*Task to complete:* Copy the entries below word for word, but omit any pictures they contain.

Saved data entries:

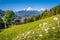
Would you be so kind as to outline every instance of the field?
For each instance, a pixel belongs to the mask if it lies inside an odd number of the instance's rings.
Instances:
[[[12,25],[0,32],[0,40],[60,40],[60,14],[32,23]]]

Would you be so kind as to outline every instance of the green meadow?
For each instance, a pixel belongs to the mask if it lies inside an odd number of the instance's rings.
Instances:
[[[0,32],[0,40],[60,40],[60,14]]]

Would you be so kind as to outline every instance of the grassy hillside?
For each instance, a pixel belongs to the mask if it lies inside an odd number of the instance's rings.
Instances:
[[[13,25],[0,32],[0,40],[60,40],[60,14],[32,23]]]

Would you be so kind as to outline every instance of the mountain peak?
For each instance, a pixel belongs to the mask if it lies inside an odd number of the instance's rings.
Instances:
[[[45,11],[46,10],[46,8],[40,8],[40,10],[38,10],[38,11]]]
[[[26,10],[26,11],[31,11],[31,10],[33,10],[31,7],[28,7],[28,8],[24,8],[24,10]]]

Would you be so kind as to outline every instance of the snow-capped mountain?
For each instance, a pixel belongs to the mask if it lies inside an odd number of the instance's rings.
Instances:
[[[38,15],[41,12],[38,10],[33,10],[31,7],[24,8],[24,10],[20,10],[18,12],[15,12],[15,15],[17,16],[33,16],[33,15]]]
[[[38,15],[40,14],[40,11],[37,11],[37,10],[21,10],[21,11],[18,11],[18,12],[15,12],[15,15],[17,16],[33,16],[33,15]]]
[[[28,8],[24,8],[24,10],[26,10],[26,11],[32,11],[33,9],[31,7],[28,7]]]

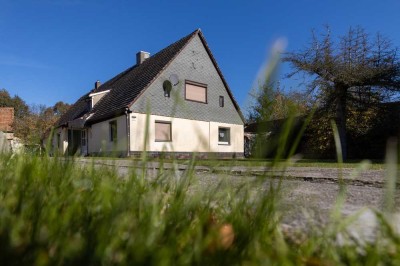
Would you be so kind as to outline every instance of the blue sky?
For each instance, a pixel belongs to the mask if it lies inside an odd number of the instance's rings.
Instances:
[[[292,51],[313,28],[340,35],[360,25],[400,47],[399,13],[398,0],[0,0],[0,88],[29,104],[73,103],[134,65],[137,51],[154,54],[201,28],[244,107],[278,38]]]

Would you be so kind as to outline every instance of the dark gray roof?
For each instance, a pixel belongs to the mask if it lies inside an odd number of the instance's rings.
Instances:
[[[63,114],[60,119],[56,122],[56,127],[66,126],[68,121],[72,121],[76,118],[82,117],[84,114],[89,112],[88,105],[89,93],[86,93],[79,98],[69,109]]]
[[[123,113],[197,32],[198,30],[164,48],[139,66],[128,69],[115,82],[109,84],[107,89],[110,92],[93,108],[94,114],[88,119],[88,123]]]
[[[127,70],[126,70],[127,71]],[[115,76],[114,78],[110,79],[103,85],[99,86],[97,89],[93,89],[90,92],[86,93],[83,95],[81,98],[79,98],[69,109],[68,111],[63,114],[60,119],[56,122],[56,127],[60,126],[65,126],[67,125],[68,121],[72,121],[74,119],[77,119],[79,117],[82,117],[83,115],[89,113],[89,104],[88,101],[90,101],[89,94],[90,93],[97,93],[97,92],[102,92],[106,91],[107,88],[115,82],[121,75],[123,75],[126,71],[120,73],[119,75]]]
[[[107,95],[101,98],[101,100],[94,106],[93,110],[91,110],[90,113],[92,115],[87,120],[87,124],[93,124],[124,113],[125,110],[132,105],[138,96],[140,96],[140,94],[158,77],[162,70],[169,65],[169,63],[176,57],[177,54],[180,53],[180,51],[182,51],[186,44],[189,43],[189,41],[196,34],[199,34],[207,52],[210,55],[210,58],[212,59],[219,75],[221,76],[221,79],[228,90],[229,95],[232,98],[232,101],[234,102],[236,109],[244,121],[239,105],[235,101],[228,84],[222,76],[222,72],[216,63],[214,56],[211,54],[204,36],[198,29],[159,51],[140,65],[130,67],[124,72],[118,74],[114,78],[101,85],[97,90],[92,90],[90,93],[107,90],[110,91],[107,93]],[[90,93],[82,96],[68,110],[68,112],[60,118],[60,120],[57,122],[57,126],[65,125],[68,121],[74,120],[88,113],[89,110],[86,99],[88,99]]]

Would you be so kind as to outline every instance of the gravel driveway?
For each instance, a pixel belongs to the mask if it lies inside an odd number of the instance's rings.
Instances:
[[[92,163],[92,159],[79,159],[82,164]],[[115,166],[120,175],[126,175],[132,170],[130,160],[96,160],[96,166]],[[172,164],[165,164],[165,168],[172,168]],[[158,171],[157,163],[147,165],[150,175]],[[186,169],[184,165],[178,165],[177,172]],[[260,176],[269,176],[264,181],[264,189],[270,182],[277,184],[282,180],[282,210],[283,222],[289,227],[304,228],[310,220],[317,223],[325,223],[329,220],[332,207],[335,205],[339,192],[340,173],[346,184],[346,200],[341,209],[345,216],[365,210],[356,224],[361,225],[364,238],[371,236],[376,225],[376,217],[371,210],[381,210],[385,196],[385,171],[317,167],[289,167],[284,170],[272,170],[263,167],[219,167],[210,169],[208,167],[196,167],[197,186],[212,187],[222,179],[229,180],[233,185],[260,179]],[[283,177],[282,179],[280,179]],[[262,186],[261,186],[262,187]],[[196,189],[196,188],[194,188]],[[258,187],[257,189],[263,189]],[[400,190],[396,189],[395,201],[397,211],[400,211]],[[398,215],[400,216],[400,215]],[[400,228],[400,219],[397,224]],[[356,229],[352,229],[356,230]],[[357,229],[359,230],[359,229]],[[356,231],[357,231],[356,230]],[[357,233],[361,234],[361,233]]]

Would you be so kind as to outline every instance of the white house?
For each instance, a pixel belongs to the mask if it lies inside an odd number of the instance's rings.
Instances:
[[[63,154],[243,157],[244,118],[200,30],[83,95],[56,124]]]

*Solution:*
Would you be so kind as to outline every instance of the field?
For each instance, a pixel belongs to the mask if it lies inside an odd number of the instance's rings.
Instances:
[[[12,25],[0,32],[0,40],[60,40],[60,14],[32,23]]]

Would you be so kind as to outline every instance of the green meadow?
For each instance, a pixel belongs to the mask if it lies inside an odd number of the instance's rings.
Instances:
[[[0,32],[0,40],[60,40],[60,14]]]

Would you be so kind as to outline every instance of the grassy hillside?
For each instance, a pixel belongs to the mask if it lies inside an odd number of the instance's rings.
Instances:
[[[13,25],[0,32],[0,40],[60,40],[60,14],[32,23]]]

Would you be so kind as to outline every instance of the mountain peak?
For each instance, a pixel belongs to the mask if it lies inside an odd number of the instance's rings.
Instances:
[[[45,11],[46,10],[46,8],[40,8],[40,10],[38,10],[38,11]]]
[[[26,10],[26,11],[31,11],[31,10],[33,10],[31,7],[28,7],[28,8],[24,8],[24,10]]]

Would you be so kind as to outline every instance of the snow-capped mountain?
For each instance, a pixel belongs to the mask if it lies inside an odd number of the instance's rings.
Instances:
[[[38,15],[41,12],[38,10],[33,10],[31,7],[24,8],[24,10],[20,10],[18,12],[15,12],[15,15],[17,16],[33,16],[33,15]]]
[[[38,15],[40,14],[40,11],[37,11],[37,10],[21,10],[21,11],[18,11],[18,12],[15,12],[15,15],[17,16],[33,16],[33,15]]]
[[[28,8],[24,8],[24,10],[26,10],[26,11],[32,11],[33,9],[31,7],[28,7]]]

Would you be so kind as to outline every instance of the blue sky?
For each instance, a pixel belongs to the mask if it lies inside an odd number of the instance's rings.
Instances:
[[[292,51],[313,28],[340,35],[360,25],[400,47],[399,13],[398,0],[0,0],[0,88],[29,104],[73,103],[134,65],[137,51],[154,54],[201,28],[244,107],[278,38]]]

Would you be so kind as to outline every instance of the dark gray roof?
For each instance, a pixel belongs to the mask if it lies inside an odd number of the instance's rings.
Instances:
[[[63,114],[60,119],[56,122],[56,127],[66,126],[68,121],[72,121],[76,118],[82,117],[84,114],[89,112],[88,105],[89,93],[86,93],[79,98],[69,109]]]
[[[123,113],[197,32],[198,30],[164,48],[139,66],[128,69],[115,82],[109,84],[107,89],[110,92],[93,108],[94,114],[88,119],[88,123]]]
[[[127,70],[126,70],[127,71]],[[115,76],[114,78],[110,79],[103,85],[99,86],[97,89],[93,89],[90,92],[86,93],[83,95],[81,98],[79,98],[69,109],[68,111],[63,114],[60,119],[56,122],[56,127],[60,126],[65,126],[67,125],[68,121],[72,121],[74,119],[77,119],[79,117],[82,117],[83,115],[89,113],[89,104],[88,101],[90,101],[89,94],[90,93],[97,93],[97,92],[102,92],[106,91],[107,88],[115,82],[121,75],[123,75],[126,71],[120,73],[119,75]]]
[[[107,95],[101,98],[101,100],[94,106],[93,110],[91,110],[90,113],[92,115],[87,120],[87,124],[93,124],[124,113],[125,110],[132,105],[138,96],[140,96],[140,94],[158,77],[162,70],[169,65],[169,63],[176,57],[177,54],[180,53],[180,51],[182,51],[186,44],[189,43],[189,41],[196,34],[199,34],[207,52],[210,55],[210,58],[212,59],[219,75],[221,76],[221,79],[228,90],[229,95],[232,98],[232,101],[234,102],[236,109],[244,121],[239,105],[235,101],[228,84],[222,76],[222,72],[216,63],[214,56],[211,54],[204,36],[198,29],[159,51],[140,65],[130,67],[124,72],[118,74],[114,78],[101,85],[97,90],[92,90],[90,93],[107,90],[110,91],[107,93]],[[90,93],[82,96],[68,110],[68,112],[60,118],[60,120],[57,122],[57,126],[65,125],[68,121],[74,120],[88,113],[89,110],[86,99],[88,99]]]

Would you be so kind as to outline every instance of the gravel driveway?
For each instance, a pixel belongs to the mask if it lies inside an odd number of the instance's rings.
Instances:
[[[92,163],[92,159],[79,159],[82,164]],[[115,166],[120,175],[126,175],[132,170],[130,160],[96,160],[96,166]],[[172,164],[165,164],[165,168],[172,168]],[[158,171],[157,163],[147,165],[150,175]],[[186,169],[184,165],[178,165],[177,172]],[[260,176],[269,176],[264,181],[264,189],[270,182],[277,184],[282,180],[282,210],[283,222],[289,227],[304,228],[310,220],[317,223],[325,223],[329,220],[332,207],[335,205],[339,192],[340,173],[346,184],[346,200],[341,209],[345,216],[365,210],[356,224],[361,225],[364,238],[371,236],[376,225],[376,217],[371,210],[381,210],[385,196],[385,171],[317,167],[289,167],[284,170],[272,170],[263,167],[219,167],[210,169],[208,167],[196,167],[197,186],[212,187],[222,179],[229,180],[233,185],[260,179]],[[283,177],[282,179],[280,179]],[[262,186],[261,186],[262,187]],[[196,189],[196,188],[194,188]],[[258,187],[257,189],[263,189]],[[400,190],[396,189],[395,201],[397,211],[400,211]],[[398,215],[400,216],[400,215]],[[400,228],[400,219],[397,224]],[[356,229],[352,229],[356,230]],[[357,229],[359,230],[359,229]],[[356,231],[357,231],[356,230]],[[357,233],[361,234],[361,233]]]

Would you be so kind as to outline every instance of the white house?
For each instance, a pixel belongs to the mask if it lies inside an odd number of the instance's rings.
Instances:
[[[63,154],[243,157],[244,118],[200,30],[83,95],[56,124]]]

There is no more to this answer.